◆ Excerpt to read:

Ma Huang

Ma Huang, a stimulant, is also known as ephedra. Its use has been traced to around 3000 BC when Chinese physicians began prescribing ephedra tea for colds, asthma, and hay fever. When the Mormons arrived in Utah in 1847, the native Indians introduced them to the American variety of ephedra. The Mormons used it as a substitute for coffee and tea, thus the name "Mormon tea".

From the 1920's to the 1940's, ephedrine was used as a bronchodilator and decongestant. However its side effects of high blood pressure and heart palpitations led to its replacement by pseudo ephedrine which was equally effective but had fewer side effects. Pseudoephedrine is the active ingredient in many OTC products such as Sudafed.

(Stored entries)
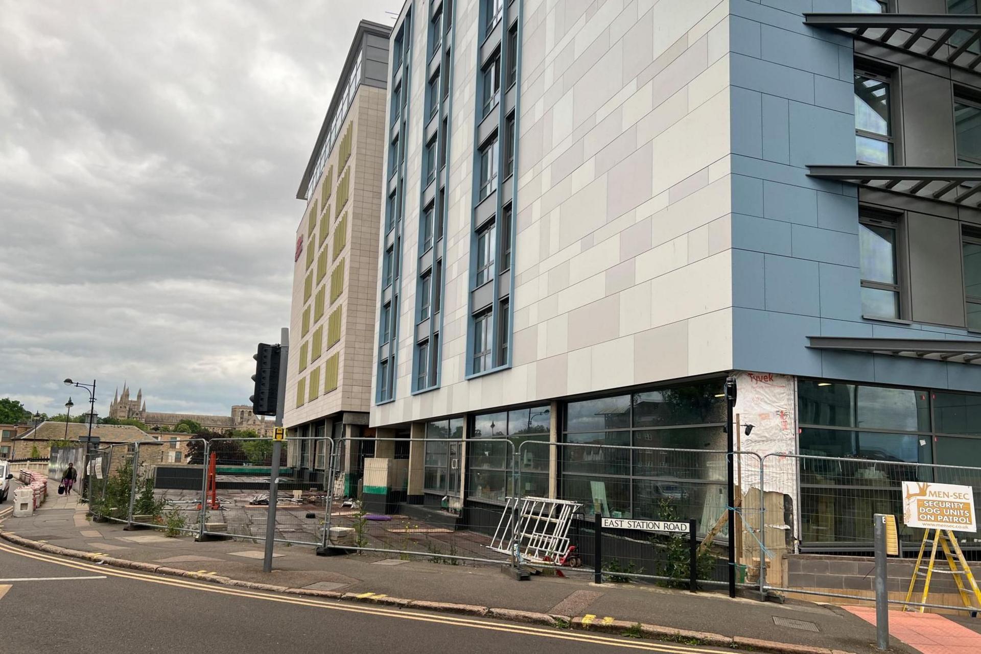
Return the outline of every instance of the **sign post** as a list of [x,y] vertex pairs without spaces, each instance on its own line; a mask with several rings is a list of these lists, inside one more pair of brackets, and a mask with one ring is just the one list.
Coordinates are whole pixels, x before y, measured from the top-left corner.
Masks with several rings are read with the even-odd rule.
[[602,532],[603,529],[636,529],[656,533],[688,534],[688,588],[692,592],[698,586],[698,540],[697,523],[694,520],[632,520],[630,518],[603,518],[596,514],[595,563],[594,574],[595,582],[602,583]]
[[886,516],[874,516],[875,535],[875,641],[876,647],[889,649],[889,589],[886,584]]

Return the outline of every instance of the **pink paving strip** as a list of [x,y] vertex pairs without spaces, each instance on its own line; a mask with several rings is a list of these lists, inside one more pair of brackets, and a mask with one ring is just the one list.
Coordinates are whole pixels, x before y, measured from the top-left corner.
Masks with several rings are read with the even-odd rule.
[[[845,609],[875,625],[875,608],[846,606]],[[890,611],[889,635],[918,649],[923,654],[981,652],[981,633],[961,627],[937,613]]]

◆ Questions on the material:
1 – In the passage on Ma Huang, what did the Mormons use ephedra as a substitute for?
2 – Translate this sentence from the passage on Ma Huang into Spanish: "Ma Huang, a stimulant, is also known as ephedra."

◆ Solutions to the problems:
1 – Coffee and tea.

2 – El Ma Huang, un estimulante, también se conoce como efedra.